STATED TASK ::
Copy the probate ruling below word for word, from "Also according to" up to and including "of her late husband’s estate.".

READING TEXT ::
———

However, at this stage, it is not for her to prove that she was lawfully married to the deceased but for the defence to prove that there was no valid marriage.  (See section 101 of the Evidence Act).  Therefore by virtue of her status as a widow to the deceased, she qualifies to be granted probate unless the contrary is proved.

 

Under Section 186 of the Succession Act, where two or more persons are appointed as executors and one dies, the surviving executor can take out probate.

(See: Michael Oscar Kajemba v. James Mulwana and 3 Ors.  HCCS. 749/9)7.

 

According to the 2009 Will which was provided to this honourable court, the deceased named the plaintiff and a one Oscar Akol Mallinga (son) executors of his Will.  However according to PW.1 Oscar passed on leaving her as the sole executor.  This means that by virtue of Section 186 of the Act she is justified to apply for and be granted probate.

 

Also according to the case of Cissy Nabakara v. Alexandria Kalemela CS. 691/1991, Court noted that the widow is the most appropriate person to administer her late husband’s estate.  Similarly in the instant case since the plaintiff is a widow to the late Mallinga, she is the most appropriate person to take out probate of her late husband’s estate.

 

The other contention raised by counsel for the defence was that the widow did not obtain a certificate of no objection before applying for probate.

 

However according to the case of Administrator General v. Joyce Akello Otti Civil Appeal No. 15/1993, Court noted that a widow can apply for and obtain probate without reference to the Administrator General.  This is the position and practice in Uganda.  Therefore in this matter the plaintiff is not precluded from obtaining the grant due to absence of the letter of “no objection” as a widow is justified.

———

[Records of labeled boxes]
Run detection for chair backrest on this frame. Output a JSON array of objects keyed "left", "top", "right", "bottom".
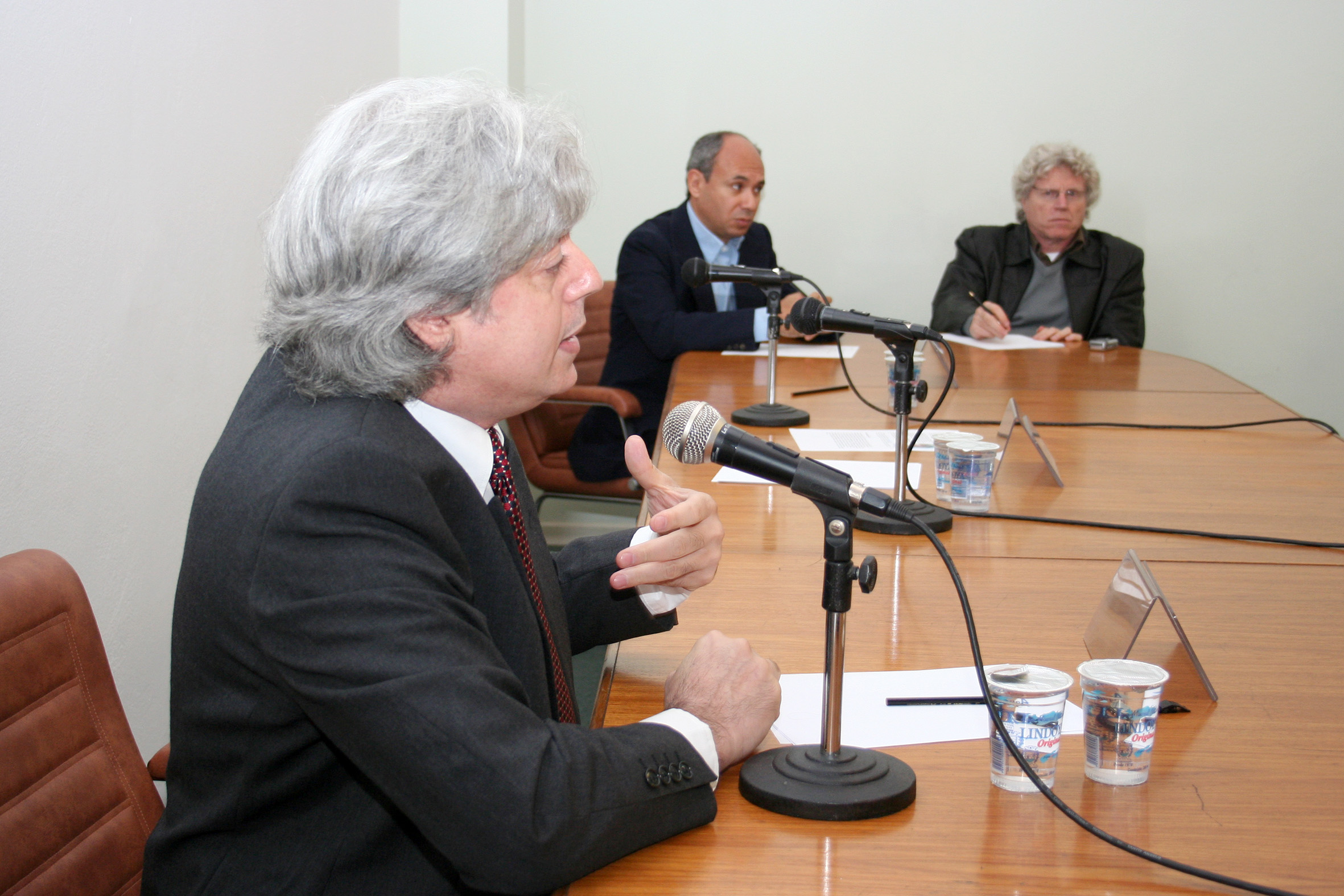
[{"left": 0, "top": 551, "right": 163, "bottom": 896}]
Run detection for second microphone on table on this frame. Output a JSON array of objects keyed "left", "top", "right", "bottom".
[{"left": 662, "top": 402, "right": 905, "bottom": 518}]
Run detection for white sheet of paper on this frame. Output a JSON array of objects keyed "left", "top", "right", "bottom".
[
  {"left": 942, "top": 333, "right": 1065, "bottom": 352},
  {"left": 789, "top": 428, "right": 973, "bottom": 451},
  {"left": 723, "top": 344, "right": 859, "bottom": 361},
  {"left": 770, "top": 666, "right": 1083, "bottom": 747},
  {"left": 942, "top": 333, "right": 1065, "bottom": 352},
  {"left": 712, "top": 460, "right": 920, "bottom": 489}
]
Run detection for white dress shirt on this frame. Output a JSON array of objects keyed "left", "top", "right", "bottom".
[{"left": 406, "top": 399, "right": 719, "bottom": 786}]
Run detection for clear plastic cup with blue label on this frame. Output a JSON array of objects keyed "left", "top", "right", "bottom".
[
  {"left": 1078, "top": 659, "right": 1170, "bottom": 786},
  {"left": 947, "top": 441, "right": 999, "bottom": 513},
  {"left": 985, "top": 665, "right": 1074, "bottom": 792},
  {"left": 933, "top": 430, "right": 980, "bottom": 501}
]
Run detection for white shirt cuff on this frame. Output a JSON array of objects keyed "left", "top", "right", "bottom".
[
  {"left": 751, "top": 308, "right": 770, "bottom": 342},
  {"left": 630, "top": 525, "right": 691, "bottom": 617},
  {"left": 640, "top": 709, "right": 719, "bottom": 790}
]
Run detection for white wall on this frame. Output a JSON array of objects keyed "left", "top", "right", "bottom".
[
  {"left": 0, "top": 0, "right": 398, "bottom": 755},
  {"left": 526, "top": 0, "right": 1344, "bottom": 424},
  {"left": 399, "top": 0, "right": 524, "bottom": 90}
]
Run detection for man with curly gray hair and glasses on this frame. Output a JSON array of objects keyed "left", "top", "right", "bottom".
[
  {"left": 931, "top": 144, "right": 1144, "bottom": 346},
  {"left": 144, "top": 79, "right": 780, "bottom": 896}
]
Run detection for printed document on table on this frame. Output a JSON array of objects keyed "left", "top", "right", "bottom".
[
  {"left": 770, "top": 666, "right": 1083, "bottom": 747},
  {"left": 941, "top": 333, "right": 1065, "bottom": 353},
  {"left": 723, "top": 344, "right": 859, "bottom": 361},
  {"left": 712, "top": 460, "right": 920, "bottom": 489},
  {"left": 789, "top": 428, "right": 978, "bottom": 451}
]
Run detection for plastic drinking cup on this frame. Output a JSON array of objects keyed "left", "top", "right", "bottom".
[
  {"left": 985, "top": 665, "right": 1074, "bottom": 792},
  {"left": 947, "top": 442, "right": 999, "bottom": 512},
  {"left": 933, "top": 430, "right": 980, "bottom": 501},
  {"left": 1078, "top": 659, "right": 1170, "bottom": 784}
]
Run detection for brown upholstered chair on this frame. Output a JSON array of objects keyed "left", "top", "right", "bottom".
[
  {"left": 0, "top": 551, "right": 167, "bottom": 896},
  {"left": 508, "top": 281, "right": 644, "bottom": 503}
]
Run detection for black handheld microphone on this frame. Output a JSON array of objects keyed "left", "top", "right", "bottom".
[
  {"left": 789, "top": 297, "right": 942, "bottom": 342},
  {"left": 682, "top": 257, "right": 802, "bottom": 289},
  {"left": 662, "top": 402, "right": 905, "bottom": 518}
]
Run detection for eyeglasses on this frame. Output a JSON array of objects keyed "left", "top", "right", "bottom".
[{"left": 1031, "top": 187, "right": 1087, "bottom": 205}]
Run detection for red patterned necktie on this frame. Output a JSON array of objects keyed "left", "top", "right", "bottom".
[{"left": 489, "top": 426, "right": 578, "bottom": 722}]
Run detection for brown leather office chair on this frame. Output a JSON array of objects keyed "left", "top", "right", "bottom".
[
  {"left": 508, "top": 281, "right": 644, "bottom": 503},
  {"left": 0, "top": 551, "right": 167, "bottom": 896}
]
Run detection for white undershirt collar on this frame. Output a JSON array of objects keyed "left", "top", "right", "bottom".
[{"left": 406, "top": 398, "right": 502, "bottom": 502}]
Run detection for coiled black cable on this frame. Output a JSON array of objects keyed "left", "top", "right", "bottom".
[
  {"left": 808, "top": 315, "right": 1344, "bottom": 550},
  {"left": 785, "top": 287, "right": 1317, "bottom": 896},
  {"left": 888, "top": 502, "right": 1300, "bottom": 896}
]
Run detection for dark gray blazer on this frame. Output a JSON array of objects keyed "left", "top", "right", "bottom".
[
  {"left": 144, "top": 353, "right": 715, "bottom": 896},
  {"left": 929, "top": 224, "right": 1144, "bottom": 348},
  {"left": 568, "top": 203, "right": 794, "bottom": 482}
]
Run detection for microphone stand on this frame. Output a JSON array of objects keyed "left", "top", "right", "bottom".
[
  {"left": 738, "top": 501, "right": 916, "bottom": 821},
  {"left": 855, "top": 333, "right": 951, "bottom": 535},
  {"left": 732, "top": 286, "right": 812, "bottom": 426}
]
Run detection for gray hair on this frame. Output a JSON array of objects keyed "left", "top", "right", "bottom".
[
  {"left": 261, "top": 78, "right": 593, "bottom": 400},
  {"left": 1012, "top": 144, "right": 1100, "bottom": 222},
  {"left": 686, "top": 130, "right": 761, "bottom": 180}
]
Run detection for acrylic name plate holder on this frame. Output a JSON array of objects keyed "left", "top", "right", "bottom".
[
  {"left": 995, "top": 398, "right": 1065, "bottom": 488},
  {"left": 1083, "top": 551, "right": 1218, "bottom": 703}
]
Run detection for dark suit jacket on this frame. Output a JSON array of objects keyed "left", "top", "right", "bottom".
[
  {"left": 930, "top": 224, "right": 1144, "bottom": 348},
  {"left": 570, "top": 203, "right": 793, "bottom": 482},
  {"left": 144, "top": 353, "right": 715, "bottom": 896}
]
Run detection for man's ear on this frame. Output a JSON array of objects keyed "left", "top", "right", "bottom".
[
  {"left": 686, "top": 168, "right": 704, "bottom": 199},
  {"left": 406, "top": 315, "right": 453, "bottom": 352}
]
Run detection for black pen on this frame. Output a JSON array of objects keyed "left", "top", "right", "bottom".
[{"left": 789, "top": 386, "right": 850, "bottom": 398}]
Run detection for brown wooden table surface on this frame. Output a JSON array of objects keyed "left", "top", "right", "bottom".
[{"left": 570, "top": 337, "right": 1344, "bottom": 896}]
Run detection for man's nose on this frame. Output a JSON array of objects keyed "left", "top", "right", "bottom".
[{"left": 571, "top": 246, "right": 602, "bottom": 298}]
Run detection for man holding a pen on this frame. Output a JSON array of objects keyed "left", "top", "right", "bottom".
[{"left": 930, "top": 144, "right": 1144, "bottom": 346}]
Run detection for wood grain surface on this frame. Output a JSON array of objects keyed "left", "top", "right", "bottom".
[{"left": 570, "top": 337, "right": 1344, "bottom": 895}]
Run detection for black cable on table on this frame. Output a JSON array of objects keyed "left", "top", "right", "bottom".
[
  {"left": 891, "top": 502, "right": 1317, "bottom": 896},
  {"left": 808, "top": 329, "right": 1344, "bottom": 550}
]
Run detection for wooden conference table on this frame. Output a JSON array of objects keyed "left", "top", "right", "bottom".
[{"left": 568, "top": 336, "right": 1344, "bottom": 896}]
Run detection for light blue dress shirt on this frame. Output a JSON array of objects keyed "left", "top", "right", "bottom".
[{"left": 686, "top": 200, "right": 770, "bottom": 342}]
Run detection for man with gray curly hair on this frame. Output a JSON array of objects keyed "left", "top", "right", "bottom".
[
  {"left": 144, "top": 79, "right": 780, "bottom": 896},
  {"left": 931, "top": 144, "right": 1144, "bottom": 346}
]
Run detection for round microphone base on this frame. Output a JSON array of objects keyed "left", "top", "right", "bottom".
[
  {"left": 732, "top": 403, "right": 812, "bottom": 426},
  {"left": 738, "top": 744, "right": 916, "bottom": 821},
  {"left": 854, "top": 501, "right": 951, "bottom": 535}
]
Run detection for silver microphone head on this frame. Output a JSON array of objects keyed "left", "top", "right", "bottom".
[{"left": 662, "top": 402, "right": 724, "bottom": 464}]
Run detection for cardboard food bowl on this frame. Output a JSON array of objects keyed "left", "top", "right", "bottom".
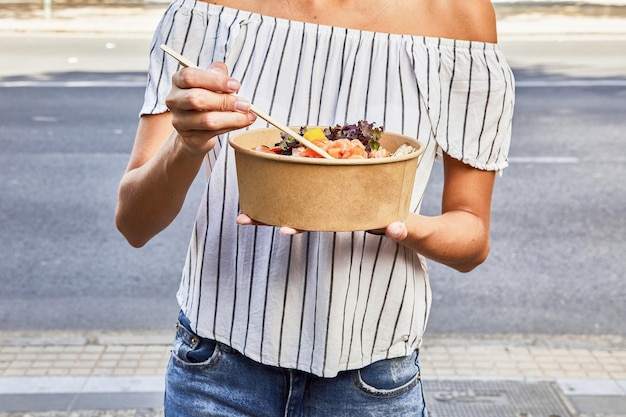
[{"left": 230, "top": 128, "right": 424, "bottom": 232}]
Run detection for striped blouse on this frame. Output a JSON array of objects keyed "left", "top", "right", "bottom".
[{"left": 141, "top": 0, "right": 514, "bottom": 377}]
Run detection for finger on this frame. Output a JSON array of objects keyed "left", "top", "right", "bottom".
[
  {"left": 172, "top": 107, "right": 256, "bottom": 135},
  {"left": 165, "top": 87, "right": 250, "bottom": 113},
  {"left": 172, "top": 64, "right": 241, "bottom": 94}
]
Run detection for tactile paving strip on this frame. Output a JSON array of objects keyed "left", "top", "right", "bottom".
[{"left": 424, "top": 380, "right": 574, "bottom": 417}]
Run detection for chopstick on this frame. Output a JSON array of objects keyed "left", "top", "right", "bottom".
[{"left": 161, "top": 44, "right": 334, "bottom": 159}]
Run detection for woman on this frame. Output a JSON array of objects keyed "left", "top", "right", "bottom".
[{"left": 116, "top": 0, "right": 514, "bottom": 416}]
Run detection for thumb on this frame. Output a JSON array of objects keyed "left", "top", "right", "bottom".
[{"left": 385, "top": 222, "right": 409, "bottom": 242}]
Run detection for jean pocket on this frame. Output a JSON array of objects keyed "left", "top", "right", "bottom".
[
  {"left": 172, "top": 323, "right": 220, "bottom": 369},
  {"left": 353, "top": 351, "right": 420, "bottom": 398}
]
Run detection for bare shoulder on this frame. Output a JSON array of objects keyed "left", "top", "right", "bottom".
[{"left": 435, "top": 0, "right": 498, "bottom": 43}]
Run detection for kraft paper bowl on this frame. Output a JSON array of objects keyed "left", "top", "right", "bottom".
[{"left": 230, "top": 128, "right": 424, "bottom": 232}]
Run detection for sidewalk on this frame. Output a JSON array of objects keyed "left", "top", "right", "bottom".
[{"left": 0, "top": 332, "right": 626, "bottom": 417}]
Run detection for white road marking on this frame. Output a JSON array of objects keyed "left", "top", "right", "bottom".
[{"left": 509, "top": 156, "right": 579, "bottom": 164}]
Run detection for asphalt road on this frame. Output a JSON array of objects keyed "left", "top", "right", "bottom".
[{"left": 0, "top": 36, "right": 626, "bottom": 335}]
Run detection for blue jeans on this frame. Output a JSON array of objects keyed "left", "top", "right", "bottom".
[{"left": 165, "top": 313, "right": 426, "bottom": 417}]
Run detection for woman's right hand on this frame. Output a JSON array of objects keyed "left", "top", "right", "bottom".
[{"left": 166, "top": 62, "right": 256, "bottom": 155}]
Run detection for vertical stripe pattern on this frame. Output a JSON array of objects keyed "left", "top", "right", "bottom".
[{"left": 141, "top": 0, "right": 514, "bottom": 377}]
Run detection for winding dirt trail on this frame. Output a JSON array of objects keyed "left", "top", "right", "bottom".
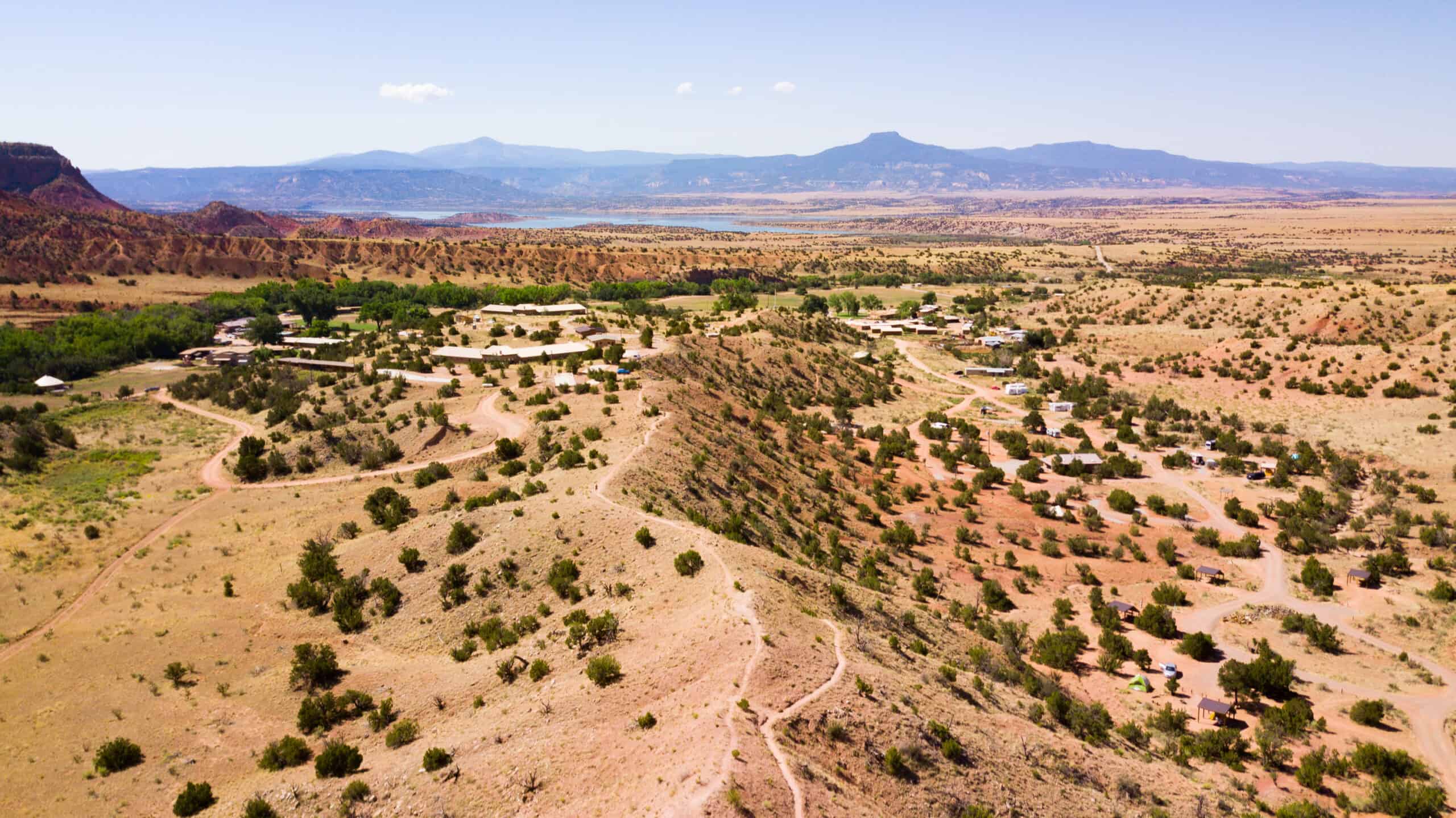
[
  {"left": 759, "top": 618, "right": 845, "bottom": 818},
  {"left": 593, "top": 391, "right": 847, "bottom": 818},
  {"left": 591, "top": 390, "right": 774, "bottom": 815},
  {"left": 0, "top": 390, "right": 527, "bottom": 662}
]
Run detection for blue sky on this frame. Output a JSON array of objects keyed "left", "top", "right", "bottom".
[{"left": 0, "top": 0, "right": 1456, "bottom": 167}]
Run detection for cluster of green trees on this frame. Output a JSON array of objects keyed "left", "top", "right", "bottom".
[
  {"left": 0, "top": 304, "right": 213, "bottom": 391},
  {"left": 0, "top": 400, "right": 76, "bottom": 474},
  {"left": 200, "top": 278, "right": 580, "bottom": 323}
]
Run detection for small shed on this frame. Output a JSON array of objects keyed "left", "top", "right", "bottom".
[
  {"left": 35, "top": 375, "right": 70, "bottom": 391},
  {"left": 1198, "top": 696, "right": 1233, "bottom": 725},
  {"left": 1107, "top": 600, "right": 1137, "bottom": 618}
]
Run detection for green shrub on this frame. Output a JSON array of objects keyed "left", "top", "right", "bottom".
[
  {"left": 1299, "top": 557, "right": 1335, "bottom": 597},
  {"left": 1133, "top": 604, "right": 1178, "bottom": 639},
  {"left": 288, "top": 642, "right": 342, "bottom": 693},
  {"left": 339, "top": 782, "right": 369, "bottom": 803},
  {"left": 313, "top": 741, "right": 364, "bottom": 779},
  {"left": 92, "top": 738, "right": 143, "bottom": 777},
  {"left": 384, "top": 719, "right": 419, "bottom": 750},
  {"left": 258, "top": 735, "right": 313, "bottom": 773},
  {"left": 424, "top": 747, "right": 454, "bottom": 773},
  {"left": 1153, "top": 582, "right": 1188, "bottom": 605},
  {"left": 587, "top": 654, "right": 622, "bottom": 687},
  {"left": 1031, "top": 626, "right": 1087, "bottom": 671},
  {"left": 1366, "top": 779, "right": 1446, "bottom": 818},
  {"left": 1350, "top": 699, "right": 1385, "bottom": 728},
  {"left": 243, "top": 798, "right": 278, "bottom": 818},
  {"left": 1107, "top": 489, "right": 1137, "bottom": 514},
  {"left": 364, "top": 486, "right": 415, "bottom": 531},
  {"left": 1350, "top": 744, "right": 1430, "bottom": 779},
  {"left": 884, "top": 747, "right": 910, "bottom": 777},
  {"left": 981, "top": 579, "right": 1016, "bottom": 613},
  {"left": 172, "top": 782, "right": 217, "bottom": 818},
  {"left": 1274, "top": 800, "right": 1329, "bottom": 818},
  {"left": 673, "top": 550, "right": 703, "bottom": 576},
  {"left": 1178, "top": 630, "right": 1216, "bottom": 662},
  {"left": 445, "top": 521, "right": 481, "bottom": 556},
  {"left": 1430, "top": 579, "right": 1456, "bottom": 602}
]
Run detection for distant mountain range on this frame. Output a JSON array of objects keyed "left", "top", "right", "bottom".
[
  {"left": 92, "top": 131, "right": 1456, "bottom": 209},
  {"left": 301, "top": 137, "right": 721, "bottom": 170}
]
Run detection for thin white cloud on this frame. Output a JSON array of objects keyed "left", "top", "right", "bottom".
[{"left": 379, "top": 83, "right": 453, "bottom": 105}]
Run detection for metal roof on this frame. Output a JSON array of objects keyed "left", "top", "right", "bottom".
[{"left": 1198, "top": 696, "right": 1233, "bottom": 716}]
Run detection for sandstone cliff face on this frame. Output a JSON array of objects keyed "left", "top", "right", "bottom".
[
  {"left": 0, "top": 143, "right": 127, "bottom": 213},
  {"left": 169, "top": 203, "right": 299, "bottom": 239}
]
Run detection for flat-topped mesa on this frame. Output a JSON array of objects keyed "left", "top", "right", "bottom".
[{"left": 0, "top": 143, "right": 127, "bottom": 213}]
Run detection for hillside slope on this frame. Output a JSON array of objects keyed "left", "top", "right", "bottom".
[{"left": 0, "top": 143, "right": 127, "bottom": 213}]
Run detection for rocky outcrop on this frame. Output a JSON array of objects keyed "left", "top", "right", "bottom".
[
  {"left": 0, "top": 143, "right": 127, "bottom": 213},
  {"left": 169, "top": 203, "right": 300, "bottom": 239}
]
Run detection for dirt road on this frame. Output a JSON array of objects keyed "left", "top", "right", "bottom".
[
  {"left": 0, "top": 390, "right": 528, "bottom": 662},
  {"left": 895, "top": 337, "right": 1456, "bottom": 792}
]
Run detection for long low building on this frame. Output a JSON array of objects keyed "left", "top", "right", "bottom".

———

TASK ANSWER ::
Also according to the case of Cissy Nabakara v. Alexandria Kalemela CS. 691/1991, Court noted that the widow is the most appropriate person to administer her late husband’s estate.  Similarly in the instant case since the plaintiff is a widow to the late Mallinga, she is the most appropriate person to take out probate of her late husband’s estate.